» Stated goal 1:
According to the MDT walkthrough below, what command was entered on the Command Details page to install the 3G Watcher package?

» Selected extract:
I’m running a Proof of Concept (PoC) at work at the moment which is making use of Microsoft Deployment Toolkit (MDT) 2010. Whilst most of the drivers we need can be managed by using the Out-of-Box Drivers Import function, some are delivered by the OEM as .EXE or .MSI packages. Whilst we could use multiple Task Sequences to manage these, or even select the applications individually at build time, our preference was to use some sort of hardware specific targeting.

Process

First of all, we needed to uniquely identify the hardware, and for this purpose we used the Plug and Play (PnP) Device ID, or hardware ID as it is sometimes called.

To determine the hardware IDs for a device by using Device Manager:

  1. Install the device on a test computer
  2. Open DeviceManager
  3. Find your device in the list
  4. Right-click the entry for your device, and then click Properties
  5. In the Device Properties dialog box, click the Details tab
  6. In the Property list, click Hardware Ids
  7. Under Value, make a note of the characters displayed. They are arranged with the most specific at the top to the most general at the bottom. You can select one or more items in the list, and then press CTRL+C to copy them to the clipboard.

In our case, the Sierra Wireless MC8755 Device gave us USB\VID_1199&PID_6802&REV_0001 as the most specific value and USB\VID_1199&PID_6802 as the least specific, so we made a note of these before continuing.

Next, we downloaded the Sierra Wireless MC87xx 3G Watcher .MSI package from our notebook OEM support site. Sierra Wireless have instructions for performing a silent install of the 3G Watcher package, so we used those to understand the installation command we would need to use.

So, we had a unique ID for targeting, the installation package, and the installation command line we would need to use. Now we needed to configure MDT to deploy it. First, we create a New Application.

  1. In the MDT 2010 Deployment Workbench console tree, right-click Applications, and click New Application
  2. On the Application Type page, click Next to install an application and copy its source files to the deployment share
  3. On the Details page, type the application’s name in the Application Name box, and click Next
  4. On the Source page, type the path or browse to the folder containing the application’s source files, and click Next
  5. On the Destination page, click Next to use the default name for the application in the deployment share
  6. On the Command Details page, type the command you want to use to install the application, and click Next. We used the following
    msiexec.exe /i 3GWatcher.msi /qn
  7. On the Summary page, review the application’s details, and click Next
  8. On the Confirmation page, click Finish to close the New Application Wizard.

Next we modify the Task Sequence and create our query.

  1. In the MDT 2010 Deployment Workbench console tree, click Task Sequences
  2. In the details pane, right-click the name of the Task Sequence you want to add the Application to, and then click Properties
  3. In the Task Sequence Properties dialog box, click the Task Sequence tab
  4. Expand State Restore and click on Install Applications
  5. Click the Add button, and select General, then Install Application
  6. On the Properties tab for Install Application, type the application’s name in the Name box, and click the Options tab
  7. On the Options tab, click the Add button and select If statement
  8. On the Source page, type the path or browse to the folder containing the application’s source files, and click Next
  9. In the If Statement Properties dialog box, ensure All Conditions is selected and click OK
  10. On the Options tab, click the Add button and select Query WMI

This is where we’ll now use a WMI query that will provide our Hardware Specific Application Targeting. You’ll need to modify this for your particular hardware, but we previously discovered that our least specific Device ID value was USB\VID_1199&PID_6802 so we will use this to help form our query.

» Stated goal 2:
Return every line of the rows below that contains the string "sleeve".

[Point annotation dataset rows]
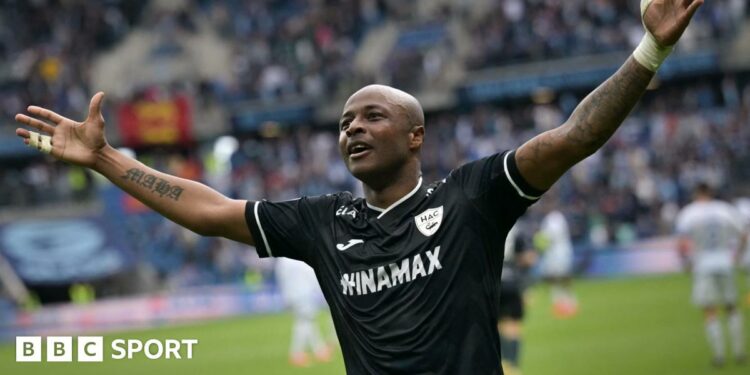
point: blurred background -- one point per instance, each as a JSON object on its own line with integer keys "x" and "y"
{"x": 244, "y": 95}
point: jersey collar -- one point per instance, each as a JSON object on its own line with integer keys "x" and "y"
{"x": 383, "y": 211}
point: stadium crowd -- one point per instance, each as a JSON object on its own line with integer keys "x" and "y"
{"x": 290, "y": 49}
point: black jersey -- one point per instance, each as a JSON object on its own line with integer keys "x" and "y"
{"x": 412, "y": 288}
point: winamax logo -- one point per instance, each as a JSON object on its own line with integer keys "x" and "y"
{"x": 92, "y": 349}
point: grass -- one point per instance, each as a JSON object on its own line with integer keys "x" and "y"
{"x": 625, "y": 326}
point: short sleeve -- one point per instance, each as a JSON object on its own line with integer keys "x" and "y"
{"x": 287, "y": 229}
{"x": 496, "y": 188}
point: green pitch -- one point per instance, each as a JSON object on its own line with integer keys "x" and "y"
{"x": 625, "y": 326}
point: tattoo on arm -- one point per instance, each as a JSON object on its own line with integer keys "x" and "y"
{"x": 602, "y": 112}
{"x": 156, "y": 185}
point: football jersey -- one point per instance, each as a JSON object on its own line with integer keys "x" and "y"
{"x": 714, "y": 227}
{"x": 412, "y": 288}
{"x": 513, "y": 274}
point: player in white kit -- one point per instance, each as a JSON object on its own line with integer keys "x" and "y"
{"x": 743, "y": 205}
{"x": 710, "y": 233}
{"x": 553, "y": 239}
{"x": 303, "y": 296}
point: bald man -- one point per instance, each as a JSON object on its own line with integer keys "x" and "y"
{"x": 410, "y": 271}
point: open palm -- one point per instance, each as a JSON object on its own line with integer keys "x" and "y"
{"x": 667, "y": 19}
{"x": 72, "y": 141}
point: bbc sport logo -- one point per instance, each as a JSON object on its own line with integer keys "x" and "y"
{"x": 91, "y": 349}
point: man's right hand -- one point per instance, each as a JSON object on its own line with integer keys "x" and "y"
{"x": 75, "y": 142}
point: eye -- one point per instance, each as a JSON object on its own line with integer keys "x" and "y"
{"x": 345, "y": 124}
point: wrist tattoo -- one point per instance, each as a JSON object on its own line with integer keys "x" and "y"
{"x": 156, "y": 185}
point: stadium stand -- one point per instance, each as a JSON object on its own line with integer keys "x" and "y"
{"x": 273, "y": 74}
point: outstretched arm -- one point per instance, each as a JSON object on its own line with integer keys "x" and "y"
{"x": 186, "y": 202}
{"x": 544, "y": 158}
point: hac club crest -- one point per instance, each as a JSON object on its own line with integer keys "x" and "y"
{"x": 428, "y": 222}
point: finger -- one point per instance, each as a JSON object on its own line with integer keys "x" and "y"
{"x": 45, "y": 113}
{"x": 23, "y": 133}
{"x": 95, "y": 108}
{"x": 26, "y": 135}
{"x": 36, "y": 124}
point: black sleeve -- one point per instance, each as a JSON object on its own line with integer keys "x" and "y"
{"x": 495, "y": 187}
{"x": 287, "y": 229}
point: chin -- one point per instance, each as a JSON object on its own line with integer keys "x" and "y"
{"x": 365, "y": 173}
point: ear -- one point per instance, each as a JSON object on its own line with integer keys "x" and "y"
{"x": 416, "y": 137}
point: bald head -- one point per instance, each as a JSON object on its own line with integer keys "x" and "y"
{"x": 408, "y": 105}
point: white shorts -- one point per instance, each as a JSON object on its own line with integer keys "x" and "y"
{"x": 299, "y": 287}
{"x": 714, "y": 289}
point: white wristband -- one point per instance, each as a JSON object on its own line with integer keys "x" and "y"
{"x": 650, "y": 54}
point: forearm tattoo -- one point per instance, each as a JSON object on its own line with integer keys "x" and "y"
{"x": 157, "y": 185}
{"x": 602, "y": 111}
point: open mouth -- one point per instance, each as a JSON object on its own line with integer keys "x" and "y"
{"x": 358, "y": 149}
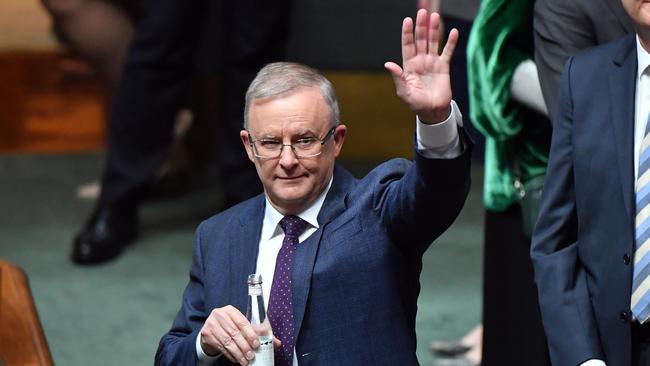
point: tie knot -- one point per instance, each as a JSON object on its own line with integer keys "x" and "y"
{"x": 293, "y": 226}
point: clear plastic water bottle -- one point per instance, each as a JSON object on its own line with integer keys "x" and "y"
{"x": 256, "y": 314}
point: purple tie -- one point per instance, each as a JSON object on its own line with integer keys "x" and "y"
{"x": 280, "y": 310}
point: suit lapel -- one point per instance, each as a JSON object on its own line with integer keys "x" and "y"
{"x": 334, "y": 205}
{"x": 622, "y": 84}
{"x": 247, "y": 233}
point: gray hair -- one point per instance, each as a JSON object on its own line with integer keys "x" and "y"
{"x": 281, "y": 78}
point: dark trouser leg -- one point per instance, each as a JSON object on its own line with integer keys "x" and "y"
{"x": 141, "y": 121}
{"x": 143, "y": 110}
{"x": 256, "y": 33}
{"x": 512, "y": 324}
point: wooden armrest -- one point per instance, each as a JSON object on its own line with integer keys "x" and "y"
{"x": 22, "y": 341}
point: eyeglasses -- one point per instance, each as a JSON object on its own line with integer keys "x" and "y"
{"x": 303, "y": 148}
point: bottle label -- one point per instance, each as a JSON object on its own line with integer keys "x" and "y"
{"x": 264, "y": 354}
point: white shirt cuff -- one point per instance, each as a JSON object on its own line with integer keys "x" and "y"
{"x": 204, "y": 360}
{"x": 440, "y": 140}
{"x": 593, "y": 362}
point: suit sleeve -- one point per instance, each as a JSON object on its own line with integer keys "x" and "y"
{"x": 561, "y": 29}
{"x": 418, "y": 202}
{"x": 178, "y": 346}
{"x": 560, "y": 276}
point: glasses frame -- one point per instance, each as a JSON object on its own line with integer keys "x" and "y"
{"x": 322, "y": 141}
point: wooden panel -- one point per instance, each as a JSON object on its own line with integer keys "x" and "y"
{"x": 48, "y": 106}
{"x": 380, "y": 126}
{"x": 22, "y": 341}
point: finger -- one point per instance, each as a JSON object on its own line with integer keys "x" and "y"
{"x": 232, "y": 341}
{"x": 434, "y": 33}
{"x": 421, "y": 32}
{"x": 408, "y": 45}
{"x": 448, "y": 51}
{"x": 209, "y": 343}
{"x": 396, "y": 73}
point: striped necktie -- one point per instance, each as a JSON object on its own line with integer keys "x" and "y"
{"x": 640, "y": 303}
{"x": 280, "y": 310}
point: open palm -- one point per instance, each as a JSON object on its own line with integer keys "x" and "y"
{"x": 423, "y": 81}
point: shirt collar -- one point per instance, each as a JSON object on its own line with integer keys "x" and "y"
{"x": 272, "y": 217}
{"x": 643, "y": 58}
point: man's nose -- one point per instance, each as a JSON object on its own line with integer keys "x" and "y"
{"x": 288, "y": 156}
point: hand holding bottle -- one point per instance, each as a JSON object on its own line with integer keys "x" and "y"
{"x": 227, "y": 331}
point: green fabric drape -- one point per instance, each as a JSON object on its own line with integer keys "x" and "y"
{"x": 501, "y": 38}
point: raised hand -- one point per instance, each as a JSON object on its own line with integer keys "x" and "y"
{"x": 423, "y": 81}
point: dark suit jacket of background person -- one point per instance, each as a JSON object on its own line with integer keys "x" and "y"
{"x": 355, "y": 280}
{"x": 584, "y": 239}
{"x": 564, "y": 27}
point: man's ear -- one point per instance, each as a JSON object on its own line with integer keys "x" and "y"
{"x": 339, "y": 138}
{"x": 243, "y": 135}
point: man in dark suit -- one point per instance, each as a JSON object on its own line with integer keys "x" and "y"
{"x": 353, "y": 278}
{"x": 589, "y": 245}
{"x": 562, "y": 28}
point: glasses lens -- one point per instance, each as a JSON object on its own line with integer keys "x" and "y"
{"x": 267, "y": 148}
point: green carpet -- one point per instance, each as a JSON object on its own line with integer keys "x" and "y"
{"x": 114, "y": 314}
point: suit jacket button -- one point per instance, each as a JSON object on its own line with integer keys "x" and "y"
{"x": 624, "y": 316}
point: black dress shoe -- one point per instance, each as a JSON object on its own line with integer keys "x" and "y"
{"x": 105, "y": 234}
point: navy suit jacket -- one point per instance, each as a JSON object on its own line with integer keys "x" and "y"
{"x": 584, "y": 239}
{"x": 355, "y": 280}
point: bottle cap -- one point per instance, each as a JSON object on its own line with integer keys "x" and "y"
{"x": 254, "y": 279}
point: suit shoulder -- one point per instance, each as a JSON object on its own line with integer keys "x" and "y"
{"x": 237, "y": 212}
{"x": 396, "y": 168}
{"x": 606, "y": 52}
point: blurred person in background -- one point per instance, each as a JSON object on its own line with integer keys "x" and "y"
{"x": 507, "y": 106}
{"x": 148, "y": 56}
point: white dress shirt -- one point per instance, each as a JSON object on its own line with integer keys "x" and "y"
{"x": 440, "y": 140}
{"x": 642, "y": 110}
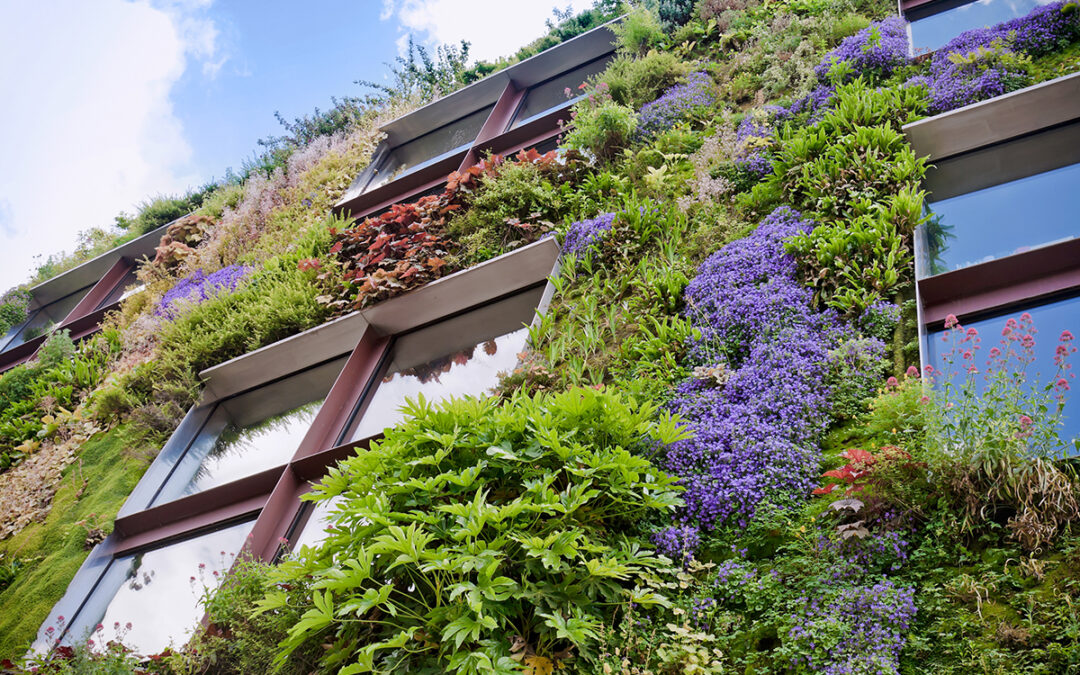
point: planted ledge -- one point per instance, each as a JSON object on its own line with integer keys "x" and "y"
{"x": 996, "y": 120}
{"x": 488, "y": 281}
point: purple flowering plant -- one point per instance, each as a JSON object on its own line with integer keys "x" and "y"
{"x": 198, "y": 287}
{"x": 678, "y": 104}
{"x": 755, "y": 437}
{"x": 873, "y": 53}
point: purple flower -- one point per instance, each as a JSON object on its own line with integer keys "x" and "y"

» Complete output 1:
msiexec.exe /i 3GWatcher.msi /qn

» Complete output 2:
point: short sleeve -- one point per instance, each as a JSON object on its own line with integer keys "x" and "y"
point: black sleeve -- one point per instance, each as a JSON object on its own line with integer keys "x" and "y"
point: suit sleeve -- one point per instance, each as a JSON object on its own line with integer keys "x" and "y"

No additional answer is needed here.